▶ [Lo que se pide]
Convierte los registros que van desde la línea con "Where can you find the stainless steel refrigerator" hasta la línea con "pixel 152 224", incluida esta, en un CSV de dos columnas llamadas texto y respuesta. Pon una fila por registro, cada valor entre comillas en un solo campo y los saltos de línea cambiados por espacios.

^^^^^^^^^^^^^^^^

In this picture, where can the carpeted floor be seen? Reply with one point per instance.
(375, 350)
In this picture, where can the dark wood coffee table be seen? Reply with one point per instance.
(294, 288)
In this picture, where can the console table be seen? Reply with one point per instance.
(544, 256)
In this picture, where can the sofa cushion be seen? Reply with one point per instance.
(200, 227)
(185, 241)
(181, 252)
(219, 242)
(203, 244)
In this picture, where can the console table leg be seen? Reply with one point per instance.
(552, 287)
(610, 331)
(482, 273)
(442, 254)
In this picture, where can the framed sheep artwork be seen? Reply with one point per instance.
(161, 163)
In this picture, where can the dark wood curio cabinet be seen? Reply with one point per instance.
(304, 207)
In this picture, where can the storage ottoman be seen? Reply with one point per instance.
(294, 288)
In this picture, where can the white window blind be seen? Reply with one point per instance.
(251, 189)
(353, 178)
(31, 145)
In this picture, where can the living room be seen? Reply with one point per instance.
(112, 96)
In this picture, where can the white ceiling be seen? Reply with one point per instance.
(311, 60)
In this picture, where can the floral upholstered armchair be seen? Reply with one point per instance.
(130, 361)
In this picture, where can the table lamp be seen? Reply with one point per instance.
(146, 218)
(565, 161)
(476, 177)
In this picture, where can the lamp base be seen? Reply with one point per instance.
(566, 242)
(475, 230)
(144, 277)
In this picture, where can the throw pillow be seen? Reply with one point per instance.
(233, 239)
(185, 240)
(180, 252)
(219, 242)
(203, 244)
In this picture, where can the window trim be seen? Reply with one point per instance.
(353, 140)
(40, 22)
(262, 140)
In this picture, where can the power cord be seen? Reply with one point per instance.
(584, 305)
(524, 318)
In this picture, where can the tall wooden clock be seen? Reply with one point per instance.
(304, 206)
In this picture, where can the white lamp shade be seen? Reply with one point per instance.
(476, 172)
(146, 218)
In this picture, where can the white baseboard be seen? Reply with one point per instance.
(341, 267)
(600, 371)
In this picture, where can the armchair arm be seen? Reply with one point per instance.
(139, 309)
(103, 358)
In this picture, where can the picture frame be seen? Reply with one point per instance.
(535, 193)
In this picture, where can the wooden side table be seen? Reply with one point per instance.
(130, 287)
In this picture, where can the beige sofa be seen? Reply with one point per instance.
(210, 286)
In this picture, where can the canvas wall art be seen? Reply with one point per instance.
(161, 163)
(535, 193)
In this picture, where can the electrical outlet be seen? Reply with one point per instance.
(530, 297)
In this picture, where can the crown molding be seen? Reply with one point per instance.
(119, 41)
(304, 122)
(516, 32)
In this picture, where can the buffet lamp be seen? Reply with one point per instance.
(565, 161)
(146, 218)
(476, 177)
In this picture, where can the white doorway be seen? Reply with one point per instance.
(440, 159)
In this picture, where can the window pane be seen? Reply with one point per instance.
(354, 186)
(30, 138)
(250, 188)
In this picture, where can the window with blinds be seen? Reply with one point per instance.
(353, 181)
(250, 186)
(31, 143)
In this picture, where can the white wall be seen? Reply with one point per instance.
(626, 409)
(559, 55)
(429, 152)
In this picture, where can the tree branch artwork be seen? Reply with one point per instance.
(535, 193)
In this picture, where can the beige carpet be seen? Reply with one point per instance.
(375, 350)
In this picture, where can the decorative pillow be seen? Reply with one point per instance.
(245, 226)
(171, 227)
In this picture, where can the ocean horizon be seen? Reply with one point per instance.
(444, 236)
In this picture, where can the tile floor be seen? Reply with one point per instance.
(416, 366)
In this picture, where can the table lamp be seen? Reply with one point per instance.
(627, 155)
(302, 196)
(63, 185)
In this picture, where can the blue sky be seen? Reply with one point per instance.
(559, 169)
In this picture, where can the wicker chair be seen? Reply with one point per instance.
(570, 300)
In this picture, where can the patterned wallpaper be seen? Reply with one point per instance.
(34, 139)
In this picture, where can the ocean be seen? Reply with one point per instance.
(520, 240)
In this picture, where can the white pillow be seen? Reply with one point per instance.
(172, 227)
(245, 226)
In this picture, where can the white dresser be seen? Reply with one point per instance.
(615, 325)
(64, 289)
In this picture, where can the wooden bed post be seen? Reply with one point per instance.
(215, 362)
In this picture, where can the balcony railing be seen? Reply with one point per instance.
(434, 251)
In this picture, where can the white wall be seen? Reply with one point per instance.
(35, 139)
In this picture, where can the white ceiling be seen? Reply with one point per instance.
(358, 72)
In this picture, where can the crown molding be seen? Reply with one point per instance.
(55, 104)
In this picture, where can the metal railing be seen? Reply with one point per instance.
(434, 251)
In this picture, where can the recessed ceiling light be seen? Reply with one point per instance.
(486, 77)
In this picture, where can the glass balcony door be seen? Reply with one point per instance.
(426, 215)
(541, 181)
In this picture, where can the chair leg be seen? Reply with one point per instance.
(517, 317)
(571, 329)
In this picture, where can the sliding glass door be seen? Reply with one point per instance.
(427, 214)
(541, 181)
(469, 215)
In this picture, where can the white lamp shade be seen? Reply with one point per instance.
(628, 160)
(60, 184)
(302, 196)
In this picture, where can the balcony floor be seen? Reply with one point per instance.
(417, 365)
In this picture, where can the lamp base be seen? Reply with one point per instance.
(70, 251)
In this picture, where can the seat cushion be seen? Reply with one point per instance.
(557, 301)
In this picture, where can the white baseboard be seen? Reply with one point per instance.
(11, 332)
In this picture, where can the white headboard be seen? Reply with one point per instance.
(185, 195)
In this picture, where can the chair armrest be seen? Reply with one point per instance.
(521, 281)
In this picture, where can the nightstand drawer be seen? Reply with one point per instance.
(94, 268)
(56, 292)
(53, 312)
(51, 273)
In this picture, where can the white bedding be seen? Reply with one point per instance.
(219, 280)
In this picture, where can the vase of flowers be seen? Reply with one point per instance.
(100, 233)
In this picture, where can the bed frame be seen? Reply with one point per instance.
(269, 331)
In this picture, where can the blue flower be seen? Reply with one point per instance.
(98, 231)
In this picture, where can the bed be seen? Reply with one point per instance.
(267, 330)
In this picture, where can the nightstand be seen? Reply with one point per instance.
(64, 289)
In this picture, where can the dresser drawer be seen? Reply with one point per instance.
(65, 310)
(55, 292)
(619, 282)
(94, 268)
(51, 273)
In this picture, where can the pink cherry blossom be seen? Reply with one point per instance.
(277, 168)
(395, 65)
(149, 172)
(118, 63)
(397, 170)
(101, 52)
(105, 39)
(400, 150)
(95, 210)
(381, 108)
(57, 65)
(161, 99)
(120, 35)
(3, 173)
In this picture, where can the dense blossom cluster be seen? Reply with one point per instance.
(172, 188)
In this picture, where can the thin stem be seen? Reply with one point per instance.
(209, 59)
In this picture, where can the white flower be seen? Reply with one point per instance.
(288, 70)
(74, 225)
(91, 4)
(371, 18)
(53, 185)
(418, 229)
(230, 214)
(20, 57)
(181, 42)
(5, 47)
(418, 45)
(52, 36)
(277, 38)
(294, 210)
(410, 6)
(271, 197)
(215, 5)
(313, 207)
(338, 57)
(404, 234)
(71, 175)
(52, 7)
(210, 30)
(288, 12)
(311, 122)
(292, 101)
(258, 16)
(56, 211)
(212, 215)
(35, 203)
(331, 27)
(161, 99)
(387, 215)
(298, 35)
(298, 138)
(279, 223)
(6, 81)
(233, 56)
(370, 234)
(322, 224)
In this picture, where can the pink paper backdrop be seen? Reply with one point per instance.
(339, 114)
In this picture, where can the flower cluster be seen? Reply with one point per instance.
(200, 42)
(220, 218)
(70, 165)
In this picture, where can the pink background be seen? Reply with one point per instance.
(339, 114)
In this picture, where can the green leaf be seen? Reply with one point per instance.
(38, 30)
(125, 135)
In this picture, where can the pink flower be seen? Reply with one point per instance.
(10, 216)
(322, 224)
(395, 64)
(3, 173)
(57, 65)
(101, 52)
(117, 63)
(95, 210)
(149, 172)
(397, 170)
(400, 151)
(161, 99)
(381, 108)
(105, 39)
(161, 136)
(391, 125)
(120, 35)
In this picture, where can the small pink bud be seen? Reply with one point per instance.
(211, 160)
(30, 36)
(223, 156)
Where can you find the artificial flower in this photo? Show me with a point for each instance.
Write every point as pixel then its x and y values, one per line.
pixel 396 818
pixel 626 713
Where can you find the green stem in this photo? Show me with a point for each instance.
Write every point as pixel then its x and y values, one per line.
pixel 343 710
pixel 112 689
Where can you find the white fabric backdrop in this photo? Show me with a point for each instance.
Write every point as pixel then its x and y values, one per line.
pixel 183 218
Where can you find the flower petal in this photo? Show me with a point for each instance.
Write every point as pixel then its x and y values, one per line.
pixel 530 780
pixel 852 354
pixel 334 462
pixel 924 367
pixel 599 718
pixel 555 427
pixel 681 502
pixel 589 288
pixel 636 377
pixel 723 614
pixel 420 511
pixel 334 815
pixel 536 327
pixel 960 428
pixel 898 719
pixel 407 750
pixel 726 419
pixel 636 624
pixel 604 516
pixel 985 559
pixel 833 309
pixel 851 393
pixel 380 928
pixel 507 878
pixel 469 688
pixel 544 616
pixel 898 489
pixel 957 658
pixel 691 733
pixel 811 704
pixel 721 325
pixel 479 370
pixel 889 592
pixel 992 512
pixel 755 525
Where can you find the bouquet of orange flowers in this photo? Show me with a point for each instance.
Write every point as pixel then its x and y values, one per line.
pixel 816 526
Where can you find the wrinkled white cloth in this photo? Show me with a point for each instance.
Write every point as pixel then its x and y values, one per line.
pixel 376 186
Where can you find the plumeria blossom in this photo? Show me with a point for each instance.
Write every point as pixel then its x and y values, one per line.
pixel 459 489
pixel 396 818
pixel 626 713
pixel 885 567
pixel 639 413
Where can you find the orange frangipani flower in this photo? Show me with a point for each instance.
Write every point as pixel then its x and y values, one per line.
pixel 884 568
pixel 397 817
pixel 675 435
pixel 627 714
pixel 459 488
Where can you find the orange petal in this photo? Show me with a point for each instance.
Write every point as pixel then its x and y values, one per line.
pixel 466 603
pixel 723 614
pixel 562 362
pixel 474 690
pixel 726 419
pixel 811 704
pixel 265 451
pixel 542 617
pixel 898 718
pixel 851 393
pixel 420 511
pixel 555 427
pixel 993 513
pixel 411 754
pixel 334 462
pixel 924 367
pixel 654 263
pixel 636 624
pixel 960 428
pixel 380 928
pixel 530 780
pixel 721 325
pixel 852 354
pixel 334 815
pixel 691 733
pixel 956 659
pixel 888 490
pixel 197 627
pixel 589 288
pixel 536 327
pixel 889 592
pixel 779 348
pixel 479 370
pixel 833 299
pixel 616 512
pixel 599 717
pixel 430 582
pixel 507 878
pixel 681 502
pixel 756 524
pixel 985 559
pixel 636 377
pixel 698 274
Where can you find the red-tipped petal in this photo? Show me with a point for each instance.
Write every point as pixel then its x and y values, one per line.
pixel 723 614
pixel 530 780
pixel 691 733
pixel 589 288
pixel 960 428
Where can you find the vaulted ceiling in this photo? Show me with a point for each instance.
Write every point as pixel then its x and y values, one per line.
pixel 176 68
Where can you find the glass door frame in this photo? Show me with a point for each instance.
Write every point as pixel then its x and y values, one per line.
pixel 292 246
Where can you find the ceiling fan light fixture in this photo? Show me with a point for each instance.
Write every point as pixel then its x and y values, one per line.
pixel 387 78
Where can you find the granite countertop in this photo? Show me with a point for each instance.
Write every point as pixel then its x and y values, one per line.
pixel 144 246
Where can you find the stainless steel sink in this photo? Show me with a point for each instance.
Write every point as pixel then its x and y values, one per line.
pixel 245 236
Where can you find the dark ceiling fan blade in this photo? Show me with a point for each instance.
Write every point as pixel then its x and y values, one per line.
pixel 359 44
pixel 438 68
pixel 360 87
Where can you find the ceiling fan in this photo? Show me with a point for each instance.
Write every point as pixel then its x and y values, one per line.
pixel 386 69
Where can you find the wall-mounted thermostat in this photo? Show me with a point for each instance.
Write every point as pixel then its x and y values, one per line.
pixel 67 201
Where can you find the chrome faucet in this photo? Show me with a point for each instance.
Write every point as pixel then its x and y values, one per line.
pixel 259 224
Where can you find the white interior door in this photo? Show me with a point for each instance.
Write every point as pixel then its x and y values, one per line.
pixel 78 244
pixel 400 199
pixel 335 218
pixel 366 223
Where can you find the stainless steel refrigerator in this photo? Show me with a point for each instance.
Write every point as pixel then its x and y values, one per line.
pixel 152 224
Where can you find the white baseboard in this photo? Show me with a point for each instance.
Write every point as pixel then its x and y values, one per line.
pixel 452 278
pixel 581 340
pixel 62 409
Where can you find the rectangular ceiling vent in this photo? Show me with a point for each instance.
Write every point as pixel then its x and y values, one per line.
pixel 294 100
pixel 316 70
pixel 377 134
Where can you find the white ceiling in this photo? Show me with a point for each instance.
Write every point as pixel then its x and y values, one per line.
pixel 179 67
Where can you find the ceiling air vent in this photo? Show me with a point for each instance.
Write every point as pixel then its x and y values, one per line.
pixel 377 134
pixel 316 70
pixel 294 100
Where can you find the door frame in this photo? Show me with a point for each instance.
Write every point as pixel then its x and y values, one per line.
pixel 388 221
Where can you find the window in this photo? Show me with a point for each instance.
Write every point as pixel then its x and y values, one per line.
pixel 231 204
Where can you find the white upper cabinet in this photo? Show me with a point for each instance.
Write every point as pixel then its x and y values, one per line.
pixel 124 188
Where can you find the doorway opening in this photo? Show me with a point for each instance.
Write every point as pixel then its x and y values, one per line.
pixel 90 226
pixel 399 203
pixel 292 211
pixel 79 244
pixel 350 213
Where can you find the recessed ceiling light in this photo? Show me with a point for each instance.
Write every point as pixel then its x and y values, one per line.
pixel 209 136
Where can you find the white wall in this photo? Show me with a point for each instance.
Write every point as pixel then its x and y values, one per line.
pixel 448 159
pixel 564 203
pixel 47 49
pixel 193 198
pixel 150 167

^^^^^^^^^^^^^^^^

▶ [La solución]
texto,respuesta
"Where can you find the stainless steel refrigerator in this photo? Show me with a point for each instance. Write every point as pixel then its x and y values, one per line.","pixel 152 224"